In a particular example, the segmentation involves adding zero padding to the (re-ordered) time-domain aliased frame and dividing the resulting signal into relatively shorter and preferably overlapped segments.
Preferably, the spectral analysis is based on applying a lapped transform such as MDCT or MLT on each of said overlapped segments.
In the following, the invention will be described with reference to further exemplary and non-limiting embodiments.
As mentioned, the invention is based on the concept of using the time-aliased signal (output of the time domain aliasing operation) as a new signal frame on which spectral analysis is applied. By changing the temporal resolution of the transform which is applied after time aliasing in order to obtain the (e.g. MDCT) coefficient, e.g. the DCTIV, the invention allows to obtain a spectral analysis on arbitrary time segments with very little overhead in complexity as well as instantaneously, i.e. without additional delay.
In order to obtain a signal analysis with a predetermined time resolution it is sufficient to directly apply the appropriate lengths orthogonal transforms on preferably overlapped segments of the time-aliased windowed input signal.
The output of each of these shorter length transforms will lead to a set of coefficients representative of the frequency content of each segment in question. The set of coefficients for all segments will instantaneously provide an arbitrary time-frequency tiling of the original signal frame.
This instantaneous decomposition can be used in order to mitigate the pre-echo effect, for instance in the case of transients, as well as provide an efficient representation of the signal which allows a bit-rate efficient encoding of the frame in question.

□ □ □ □ □ □ □

**EXERCISE TASK:**
Copy out everything in the signal-analysis text from "Preferably, the spectral" down to "and non-limiting embodiments.", substituting "frequency analysis" for each "spectral analysis".

**EXTRACTED DATA:**
□ □ □ □ □ □ □

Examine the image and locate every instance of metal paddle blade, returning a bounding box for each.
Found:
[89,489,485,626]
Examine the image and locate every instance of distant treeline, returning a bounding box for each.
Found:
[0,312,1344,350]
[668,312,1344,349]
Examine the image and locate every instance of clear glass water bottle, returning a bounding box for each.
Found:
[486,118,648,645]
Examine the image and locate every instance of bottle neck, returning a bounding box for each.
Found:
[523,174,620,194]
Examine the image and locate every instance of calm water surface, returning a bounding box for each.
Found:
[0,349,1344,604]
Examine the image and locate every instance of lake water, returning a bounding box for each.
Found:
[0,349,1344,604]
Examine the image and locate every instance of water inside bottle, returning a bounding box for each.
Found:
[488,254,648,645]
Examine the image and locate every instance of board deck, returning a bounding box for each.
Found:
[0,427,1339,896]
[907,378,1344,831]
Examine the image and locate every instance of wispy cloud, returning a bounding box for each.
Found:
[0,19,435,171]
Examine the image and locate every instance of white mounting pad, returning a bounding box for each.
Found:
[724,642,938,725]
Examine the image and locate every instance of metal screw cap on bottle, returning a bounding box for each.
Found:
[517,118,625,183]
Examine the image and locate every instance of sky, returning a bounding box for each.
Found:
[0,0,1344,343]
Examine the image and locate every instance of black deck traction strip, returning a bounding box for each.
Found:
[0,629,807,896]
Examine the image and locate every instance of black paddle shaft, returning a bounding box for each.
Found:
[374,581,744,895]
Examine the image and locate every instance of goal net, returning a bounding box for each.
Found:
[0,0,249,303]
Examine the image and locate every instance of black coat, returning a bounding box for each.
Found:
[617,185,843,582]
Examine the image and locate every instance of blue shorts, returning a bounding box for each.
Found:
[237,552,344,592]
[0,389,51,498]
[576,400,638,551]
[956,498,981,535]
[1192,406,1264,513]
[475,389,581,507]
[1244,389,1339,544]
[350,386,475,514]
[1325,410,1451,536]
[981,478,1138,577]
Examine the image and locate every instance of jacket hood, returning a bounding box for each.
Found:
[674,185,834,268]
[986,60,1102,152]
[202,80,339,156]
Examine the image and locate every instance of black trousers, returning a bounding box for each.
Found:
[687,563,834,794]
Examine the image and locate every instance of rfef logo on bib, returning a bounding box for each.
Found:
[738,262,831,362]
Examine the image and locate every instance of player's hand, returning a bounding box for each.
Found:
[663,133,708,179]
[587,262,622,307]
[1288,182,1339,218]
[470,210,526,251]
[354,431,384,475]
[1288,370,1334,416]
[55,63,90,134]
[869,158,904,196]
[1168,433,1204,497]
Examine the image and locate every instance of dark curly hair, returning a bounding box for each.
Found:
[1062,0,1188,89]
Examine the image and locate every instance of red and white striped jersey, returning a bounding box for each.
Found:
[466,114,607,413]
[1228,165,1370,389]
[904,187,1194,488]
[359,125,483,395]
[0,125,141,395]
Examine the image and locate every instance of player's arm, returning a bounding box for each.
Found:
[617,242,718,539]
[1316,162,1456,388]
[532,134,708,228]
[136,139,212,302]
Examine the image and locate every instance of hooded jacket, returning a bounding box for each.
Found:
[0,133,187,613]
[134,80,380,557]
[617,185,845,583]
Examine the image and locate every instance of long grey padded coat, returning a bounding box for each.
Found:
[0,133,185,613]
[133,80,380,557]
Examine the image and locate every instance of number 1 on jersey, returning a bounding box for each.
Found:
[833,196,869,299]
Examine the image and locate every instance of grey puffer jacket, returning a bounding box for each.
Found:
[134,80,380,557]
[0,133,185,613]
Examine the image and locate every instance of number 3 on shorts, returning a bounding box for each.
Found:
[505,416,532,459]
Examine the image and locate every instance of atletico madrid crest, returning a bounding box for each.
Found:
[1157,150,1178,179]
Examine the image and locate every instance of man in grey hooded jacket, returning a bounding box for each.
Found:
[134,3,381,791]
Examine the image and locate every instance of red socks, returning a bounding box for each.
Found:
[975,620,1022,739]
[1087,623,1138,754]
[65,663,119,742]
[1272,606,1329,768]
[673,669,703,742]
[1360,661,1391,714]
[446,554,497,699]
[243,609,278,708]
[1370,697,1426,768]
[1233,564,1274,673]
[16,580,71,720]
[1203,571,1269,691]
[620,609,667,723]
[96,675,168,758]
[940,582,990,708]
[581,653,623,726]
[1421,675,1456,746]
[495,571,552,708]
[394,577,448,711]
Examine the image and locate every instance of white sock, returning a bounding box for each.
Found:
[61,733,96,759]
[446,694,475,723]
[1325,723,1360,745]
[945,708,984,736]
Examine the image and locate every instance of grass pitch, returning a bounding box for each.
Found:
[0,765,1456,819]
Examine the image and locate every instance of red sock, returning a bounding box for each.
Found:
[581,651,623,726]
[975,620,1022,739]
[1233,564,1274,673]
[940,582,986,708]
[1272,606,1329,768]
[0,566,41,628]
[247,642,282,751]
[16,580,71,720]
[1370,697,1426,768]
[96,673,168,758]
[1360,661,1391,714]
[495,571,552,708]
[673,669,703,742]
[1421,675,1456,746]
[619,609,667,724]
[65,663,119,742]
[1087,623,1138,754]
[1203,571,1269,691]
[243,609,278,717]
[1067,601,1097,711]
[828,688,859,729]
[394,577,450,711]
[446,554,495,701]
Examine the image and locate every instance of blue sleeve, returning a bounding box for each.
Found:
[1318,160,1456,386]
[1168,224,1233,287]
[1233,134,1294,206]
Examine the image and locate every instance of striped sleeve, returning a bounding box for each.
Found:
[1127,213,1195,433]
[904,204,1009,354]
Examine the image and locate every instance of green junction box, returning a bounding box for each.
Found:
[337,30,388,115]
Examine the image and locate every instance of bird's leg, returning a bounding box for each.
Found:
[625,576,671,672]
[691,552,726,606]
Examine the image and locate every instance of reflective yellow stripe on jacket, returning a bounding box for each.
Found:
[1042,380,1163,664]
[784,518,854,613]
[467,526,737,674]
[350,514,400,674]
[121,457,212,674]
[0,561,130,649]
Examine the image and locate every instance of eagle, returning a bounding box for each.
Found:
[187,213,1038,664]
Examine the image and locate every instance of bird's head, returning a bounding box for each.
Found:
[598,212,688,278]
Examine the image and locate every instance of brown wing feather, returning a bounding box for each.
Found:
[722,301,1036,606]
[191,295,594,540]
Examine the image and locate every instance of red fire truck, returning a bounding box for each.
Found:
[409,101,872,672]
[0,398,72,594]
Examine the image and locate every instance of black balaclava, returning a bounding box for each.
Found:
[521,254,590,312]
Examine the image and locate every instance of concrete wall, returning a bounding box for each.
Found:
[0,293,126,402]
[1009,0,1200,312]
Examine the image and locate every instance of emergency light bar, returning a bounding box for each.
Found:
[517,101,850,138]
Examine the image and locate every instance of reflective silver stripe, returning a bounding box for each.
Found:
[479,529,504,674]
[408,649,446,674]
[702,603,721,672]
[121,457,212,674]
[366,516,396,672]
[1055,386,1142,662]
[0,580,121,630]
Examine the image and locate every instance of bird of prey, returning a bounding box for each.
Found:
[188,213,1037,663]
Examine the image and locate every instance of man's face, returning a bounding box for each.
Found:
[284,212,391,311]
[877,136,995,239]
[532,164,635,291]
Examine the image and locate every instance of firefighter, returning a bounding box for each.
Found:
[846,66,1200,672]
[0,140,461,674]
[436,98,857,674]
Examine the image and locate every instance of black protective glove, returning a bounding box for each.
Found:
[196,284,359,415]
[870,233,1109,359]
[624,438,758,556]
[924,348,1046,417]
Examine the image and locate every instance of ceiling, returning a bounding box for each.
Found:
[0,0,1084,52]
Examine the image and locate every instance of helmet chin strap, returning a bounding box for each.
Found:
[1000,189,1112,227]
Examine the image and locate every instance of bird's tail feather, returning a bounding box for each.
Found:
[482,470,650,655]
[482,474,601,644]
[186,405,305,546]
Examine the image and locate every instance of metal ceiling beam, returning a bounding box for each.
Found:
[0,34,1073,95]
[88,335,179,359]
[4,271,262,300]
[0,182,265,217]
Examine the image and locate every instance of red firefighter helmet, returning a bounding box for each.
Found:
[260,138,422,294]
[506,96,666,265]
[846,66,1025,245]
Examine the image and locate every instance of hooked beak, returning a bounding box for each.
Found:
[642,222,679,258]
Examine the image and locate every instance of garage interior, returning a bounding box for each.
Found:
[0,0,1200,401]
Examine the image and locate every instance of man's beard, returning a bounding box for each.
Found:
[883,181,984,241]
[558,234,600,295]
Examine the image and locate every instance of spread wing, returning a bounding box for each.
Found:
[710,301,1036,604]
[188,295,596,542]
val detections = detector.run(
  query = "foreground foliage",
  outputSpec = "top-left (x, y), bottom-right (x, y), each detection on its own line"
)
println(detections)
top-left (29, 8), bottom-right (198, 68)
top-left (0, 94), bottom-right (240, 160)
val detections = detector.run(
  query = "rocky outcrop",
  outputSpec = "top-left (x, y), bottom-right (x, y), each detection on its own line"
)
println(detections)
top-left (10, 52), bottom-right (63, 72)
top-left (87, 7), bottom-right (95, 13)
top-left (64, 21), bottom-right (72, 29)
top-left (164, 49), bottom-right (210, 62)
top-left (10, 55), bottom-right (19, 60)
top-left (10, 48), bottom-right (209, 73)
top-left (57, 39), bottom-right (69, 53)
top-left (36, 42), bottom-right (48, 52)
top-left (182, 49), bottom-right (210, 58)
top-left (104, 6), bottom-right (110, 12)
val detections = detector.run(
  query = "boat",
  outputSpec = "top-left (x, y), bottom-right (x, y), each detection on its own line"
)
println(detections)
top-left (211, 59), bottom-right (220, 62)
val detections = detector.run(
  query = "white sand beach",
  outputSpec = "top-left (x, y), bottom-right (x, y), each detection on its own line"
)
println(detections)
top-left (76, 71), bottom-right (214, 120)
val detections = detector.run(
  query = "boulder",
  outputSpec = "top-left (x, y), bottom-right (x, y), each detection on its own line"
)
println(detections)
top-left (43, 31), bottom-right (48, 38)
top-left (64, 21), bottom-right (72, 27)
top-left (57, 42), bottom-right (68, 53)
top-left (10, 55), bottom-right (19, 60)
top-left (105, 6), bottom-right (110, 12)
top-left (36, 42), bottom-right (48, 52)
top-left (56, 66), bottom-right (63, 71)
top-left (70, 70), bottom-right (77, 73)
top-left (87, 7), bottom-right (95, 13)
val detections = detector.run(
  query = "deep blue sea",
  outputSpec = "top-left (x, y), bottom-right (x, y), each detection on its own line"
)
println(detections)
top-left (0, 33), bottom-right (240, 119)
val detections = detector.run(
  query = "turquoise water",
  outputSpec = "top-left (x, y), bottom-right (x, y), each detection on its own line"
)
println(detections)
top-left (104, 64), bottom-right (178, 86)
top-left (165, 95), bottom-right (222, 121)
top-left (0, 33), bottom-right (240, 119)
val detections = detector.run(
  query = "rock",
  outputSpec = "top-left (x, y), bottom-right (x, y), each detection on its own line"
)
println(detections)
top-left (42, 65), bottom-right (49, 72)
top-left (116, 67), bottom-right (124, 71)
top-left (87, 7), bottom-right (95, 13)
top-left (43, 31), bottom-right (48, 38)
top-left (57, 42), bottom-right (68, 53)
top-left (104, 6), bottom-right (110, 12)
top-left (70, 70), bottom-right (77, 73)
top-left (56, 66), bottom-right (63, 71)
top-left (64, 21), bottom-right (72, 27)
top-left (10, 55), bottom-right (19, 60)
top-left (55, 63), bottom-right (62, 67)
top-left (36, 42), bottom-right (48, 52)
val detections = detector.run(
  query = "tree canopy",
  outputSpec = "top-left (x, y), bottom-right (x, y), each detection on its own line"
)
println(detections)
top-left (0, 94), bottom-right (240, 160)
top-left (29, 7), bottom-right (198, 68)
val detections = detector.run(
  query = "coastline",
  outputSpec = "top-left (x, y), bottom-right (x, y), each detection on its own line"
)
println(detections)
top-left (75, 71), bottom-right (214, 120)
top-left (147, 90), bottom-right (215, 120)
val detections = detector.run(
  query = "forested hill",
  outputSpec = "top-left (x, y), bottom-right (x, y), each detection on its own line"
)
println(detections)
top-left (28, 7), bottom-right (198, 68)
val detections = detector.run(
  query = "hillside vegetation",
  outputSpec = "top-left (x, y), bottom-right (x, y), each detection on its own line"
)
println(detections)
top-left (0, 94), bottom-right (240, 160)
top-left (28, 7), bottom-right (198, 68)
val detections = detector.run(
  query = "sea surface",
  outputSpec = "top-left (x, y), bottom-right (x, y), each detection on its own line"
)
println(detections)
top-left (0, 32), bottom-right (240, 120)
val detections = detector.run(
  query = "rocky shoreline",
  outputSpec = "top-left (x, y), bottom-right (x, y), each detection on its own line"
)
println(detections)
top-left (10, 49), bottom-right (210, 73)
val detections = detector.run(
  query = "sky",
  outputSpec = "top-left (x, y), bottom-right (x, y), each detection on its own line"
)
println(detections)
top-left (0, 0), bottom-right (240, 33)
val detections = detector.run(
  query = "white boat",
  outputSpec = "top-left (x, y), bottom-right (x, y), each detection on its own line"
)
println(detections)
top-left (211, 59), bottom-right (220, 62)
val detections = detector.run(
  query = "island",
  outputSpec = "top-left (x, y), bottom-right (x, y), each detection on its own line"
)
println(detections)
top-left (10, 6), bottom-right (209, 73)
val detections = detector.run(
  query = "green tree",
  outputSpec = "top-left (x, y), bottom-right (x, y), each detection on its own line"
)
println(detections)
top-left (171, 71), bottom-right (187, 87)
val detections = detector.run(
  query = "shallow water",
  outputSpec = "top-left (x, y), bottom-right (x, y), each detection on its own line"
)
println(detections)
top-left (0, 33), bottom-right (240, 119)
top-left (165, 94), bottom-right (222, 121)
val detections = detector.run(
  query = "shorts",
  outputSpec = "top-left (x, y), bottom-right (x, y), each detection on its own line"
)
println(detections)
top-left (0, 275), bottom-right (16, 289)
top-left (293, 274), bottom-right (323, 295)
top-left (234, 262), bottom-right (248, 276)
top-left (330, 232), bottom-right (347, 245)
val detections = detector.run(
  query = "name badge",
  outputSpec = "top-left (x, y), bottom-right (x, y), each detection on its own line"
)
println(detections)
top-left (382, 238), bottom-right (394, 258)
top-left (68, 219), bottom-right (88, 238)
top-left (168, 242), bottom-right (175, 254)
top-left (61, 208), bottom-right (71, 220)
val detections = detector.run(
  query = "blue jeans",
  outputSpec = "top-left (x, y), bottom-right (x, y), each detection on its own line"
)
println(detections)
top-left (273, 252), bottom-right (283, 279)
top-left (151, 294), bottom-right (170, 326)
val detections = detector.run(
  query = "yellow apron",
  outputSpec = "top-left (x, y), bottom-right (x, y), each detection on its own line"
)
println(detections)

□ □ □ □ □ □ □

**EXERCISE OUTPUT:**
Preferably, the frequency analysis is based on applying a lapped transform such as MDCT or MLT on each of said overlapped segments.
In the following, the invention will be described with reference to further exemplary and non-limiting embodiments.